(Stored entries)
────────────────────────────────────────
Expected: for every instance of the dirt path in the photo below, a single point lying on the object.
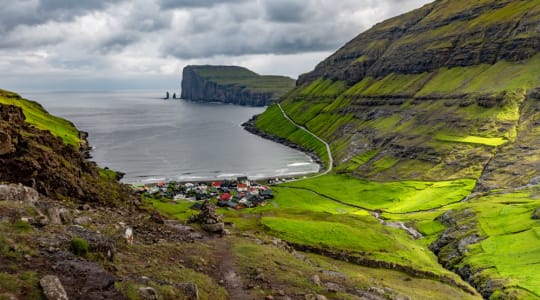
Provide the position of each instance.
(226, 269)
(328, 150)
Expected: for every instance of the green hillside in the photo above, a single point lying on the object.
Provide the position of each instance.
(432, 118)
(233, 75)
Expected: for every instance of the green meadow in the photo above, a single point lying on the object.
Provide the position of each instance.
(394, 197)
(36, 115)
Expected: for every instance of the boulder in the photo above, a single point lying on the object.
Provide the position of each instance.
(217, 227)
(315, 279)
(53, 288)
(190, 290)
(147, 293)
(536, 214)
(6, 146)
(20, 193)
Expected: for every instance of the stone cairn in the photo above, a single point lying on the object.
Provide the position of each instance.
(208, 218)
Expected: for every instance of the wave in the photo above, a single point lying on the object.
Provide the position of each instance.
(298, 164)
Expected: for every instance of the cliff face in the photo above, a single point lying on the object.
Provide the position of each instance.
(230, 84)
(40, 160)
(432, 94)
(444, 33)
(448, 91)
────────────────────────────────────────
Repeat every record above exactly, but drop the pictures.

Expected: for every instance of the dirt path in the photo below, a single point lying on the object.
Provide the position of each instance.
(226, 269)
(328, 150)
Expected: for every instance of the green hillside in the photo above, a single point lying on the object.
Provide the position of each instance.
(432, 118)
(233, 75)
Expected: for every instance of the green meadow in the photo above, a single point lying on the object.
Provide the position of each instance.
(394, 197)
(36, 115)
Expected: for every instance of the boulder in the photo above, a single point lying on the object.
Provide the position of each instance.
(217, 227)
(315, 279)
(53, 288)
(190, 290)
(147, 293)
(536, 214)
(6, 146)
(20, 193)
Expected: for every instance of the stone cairn in the photo above, a single point lying on the object.
Provide the position of each instance.
(208, 218)
Expected: for every instance of the wave in the photo above, a single point lying on the object.
Provide the position of each instance.
(298, 164)
Expected: for every instance of the cliff face in the photo above, a single point lying on the object.
Provide the position of each instance.
(230, 84)
(40, 160)
(432, 94)
(444, 33)
(448, 91)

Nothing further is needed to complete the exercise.